┌─ PROVIDED MATERIAL

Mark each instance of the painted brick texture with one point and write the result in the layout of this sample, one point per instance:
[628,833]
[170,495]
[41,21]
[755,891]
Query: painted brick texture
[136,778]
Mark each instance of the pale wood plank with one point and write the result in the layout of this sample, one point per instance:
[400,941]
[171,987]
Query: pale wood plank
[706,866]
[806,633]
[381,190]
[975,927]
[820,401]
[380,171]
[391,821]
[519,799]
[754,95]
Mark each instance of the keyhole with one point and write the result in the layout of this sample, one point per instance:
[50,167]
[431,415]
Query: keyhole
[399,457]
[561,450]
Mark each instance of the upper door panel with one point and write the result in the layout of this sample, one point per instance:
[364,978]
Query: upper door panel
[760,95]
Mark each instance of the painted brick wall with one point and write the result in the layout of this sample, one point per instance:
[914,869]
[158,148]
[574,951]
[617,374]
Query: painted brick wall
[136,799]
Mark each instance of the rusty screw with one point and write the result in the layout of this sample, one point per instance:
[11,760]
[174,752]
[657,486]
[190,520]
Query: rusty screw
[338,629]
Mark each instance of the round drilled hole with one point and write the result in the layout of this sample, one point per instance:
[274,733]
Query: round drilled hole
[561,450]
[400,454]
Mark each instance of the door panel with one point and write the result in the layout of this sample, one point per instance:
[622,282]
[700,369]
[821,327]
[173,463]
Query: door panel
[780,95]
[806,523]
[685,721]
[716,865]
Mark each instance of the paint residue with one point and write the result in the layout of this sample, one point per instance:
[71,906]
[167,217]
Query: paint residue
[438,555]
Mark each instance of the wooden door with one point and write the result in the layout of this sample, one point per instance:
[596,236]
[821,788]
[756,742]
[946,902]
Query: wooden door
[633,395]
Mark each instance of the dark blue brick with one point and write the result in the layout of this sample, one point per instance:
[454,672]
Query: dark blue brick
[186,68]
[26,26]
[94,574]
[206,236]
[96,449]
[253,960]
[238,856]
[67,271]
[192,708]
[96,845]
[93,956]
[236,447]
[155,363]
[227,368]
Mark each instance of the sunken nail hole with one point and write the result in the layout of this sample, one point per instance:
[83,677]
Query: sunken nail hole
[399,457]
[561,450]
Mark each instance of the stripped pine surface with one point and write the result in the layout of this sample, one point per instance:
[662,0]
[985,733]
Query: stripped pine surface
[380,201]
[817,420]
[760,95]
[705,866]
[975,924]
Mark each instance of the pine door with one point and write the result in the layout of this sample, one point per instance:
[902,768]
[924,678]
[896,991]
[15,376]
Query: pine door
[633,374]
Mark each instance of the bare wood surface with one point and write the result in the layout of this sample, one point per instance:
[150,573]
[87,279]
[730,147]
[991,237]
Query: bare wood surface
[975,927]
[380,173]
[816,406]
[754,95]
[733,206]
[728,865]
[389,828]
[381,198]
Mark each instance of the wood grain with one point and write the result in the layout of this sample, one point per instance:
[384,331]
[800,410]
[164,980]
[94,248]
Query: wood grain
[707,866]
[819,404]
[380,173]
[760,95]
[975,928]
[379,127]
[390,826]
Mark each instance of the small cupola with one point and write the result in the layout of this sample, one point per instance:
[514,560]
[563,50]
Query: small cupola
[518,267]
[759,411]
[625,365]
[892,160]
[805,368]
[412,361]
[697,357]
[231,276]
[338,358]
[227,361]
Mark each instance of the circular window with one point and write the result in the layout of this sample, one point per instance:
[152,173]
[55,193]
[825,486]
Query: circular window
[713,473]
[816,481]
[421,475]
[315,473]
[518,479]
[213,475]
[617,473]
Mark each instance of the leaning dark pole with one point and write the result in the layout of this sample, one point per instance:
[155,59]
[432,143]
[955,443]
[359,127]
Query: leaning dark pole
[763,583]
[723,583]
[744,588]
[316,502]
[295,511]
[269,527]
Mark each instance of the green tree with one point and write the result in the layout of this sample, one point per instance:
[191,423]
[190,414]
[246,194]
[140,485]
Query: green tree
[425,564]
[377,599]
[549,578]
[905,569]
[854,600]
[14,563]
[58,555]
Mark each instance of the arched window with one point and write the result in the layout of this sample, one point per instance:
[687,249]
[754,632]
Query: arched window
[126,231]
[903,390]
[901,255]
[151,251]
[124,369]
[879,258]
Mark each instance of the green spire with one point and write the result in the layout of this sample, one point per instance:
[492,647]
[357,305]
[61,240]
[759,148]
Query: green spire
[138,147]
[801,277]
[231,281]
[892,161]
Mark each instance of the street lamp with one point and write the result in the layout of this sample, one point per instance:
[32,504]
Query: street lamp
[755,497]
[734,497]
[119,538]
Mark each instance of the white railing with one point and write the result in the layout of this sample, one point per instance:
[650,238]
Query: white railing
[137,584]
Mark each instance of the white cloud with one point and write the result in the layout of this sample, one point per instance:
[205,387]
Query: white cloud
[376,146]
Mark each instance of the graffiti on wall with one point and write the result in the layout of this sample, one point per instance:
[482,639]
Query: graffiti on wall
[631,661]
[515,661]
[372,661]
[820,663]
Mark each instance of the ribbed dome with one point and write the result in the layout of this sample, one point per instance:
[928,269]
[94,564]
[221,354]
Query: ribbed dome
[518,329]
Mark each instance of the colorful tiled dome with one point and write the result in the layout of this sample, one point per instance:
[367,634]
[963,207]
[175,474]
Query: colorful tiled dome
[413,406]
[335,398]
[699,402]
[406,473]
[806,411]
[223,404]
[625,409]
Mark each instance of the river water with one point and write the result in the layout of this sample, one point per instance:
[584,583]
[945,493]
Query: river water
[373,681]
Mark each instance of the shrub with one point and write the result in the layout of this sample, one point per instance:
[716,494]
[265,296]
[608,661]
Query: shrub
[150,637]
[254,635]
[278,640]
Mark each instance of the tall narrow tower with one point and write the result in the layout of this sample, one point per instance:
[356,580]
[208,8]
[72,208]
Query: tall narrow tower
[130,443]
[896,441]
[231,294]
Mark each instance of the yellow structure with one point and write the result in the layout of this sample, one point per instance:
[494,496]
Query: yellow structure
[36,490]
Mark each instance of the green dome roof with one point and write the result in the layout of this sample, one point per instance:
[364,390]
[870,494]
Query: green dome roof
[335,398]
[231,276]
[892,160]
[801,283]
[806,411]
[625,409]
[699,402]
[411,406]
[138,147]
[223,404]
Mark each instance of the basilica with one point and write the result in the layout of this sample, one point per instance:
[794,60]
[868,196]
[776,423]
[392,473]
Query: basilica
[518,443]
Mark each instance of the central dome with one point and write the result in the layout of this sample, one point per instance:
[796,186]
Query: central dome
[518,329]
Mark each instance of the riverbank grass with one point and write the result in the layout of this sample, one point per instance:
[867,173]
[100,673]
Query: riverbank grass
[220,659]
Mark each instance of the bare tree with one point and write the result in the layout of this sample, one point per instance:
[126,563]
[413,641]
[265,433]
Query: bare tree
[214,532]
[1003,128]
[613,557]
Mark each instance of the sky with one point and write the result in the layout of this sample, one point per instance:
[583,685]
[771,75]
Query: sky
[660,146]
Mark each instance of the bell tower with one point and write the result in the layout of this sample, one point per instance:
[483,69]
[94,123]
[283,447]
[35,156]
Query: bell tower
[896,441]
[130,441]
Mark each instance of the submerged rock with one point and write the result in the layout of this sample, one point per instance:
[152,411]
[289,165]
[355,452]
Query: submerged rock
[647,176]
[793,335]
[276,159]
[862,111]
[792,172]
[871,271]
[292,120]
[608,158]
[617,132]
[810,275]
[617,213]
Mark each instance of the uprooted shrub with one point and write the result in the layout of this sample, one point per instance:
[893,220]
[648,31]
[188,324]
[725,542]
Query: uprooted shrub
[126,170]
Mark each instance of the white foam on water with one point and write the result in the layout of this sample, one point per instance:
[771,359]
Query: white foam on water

└─

INSTRUCTIONS FOR THE TASK: This exercise requires the lines of the entries containing the string "foam".

EXERCISE ANSWER:
Mark each instance of the white foam on water with one point and write the result in the layout of this sample, one point per instance:
Query: white foam on water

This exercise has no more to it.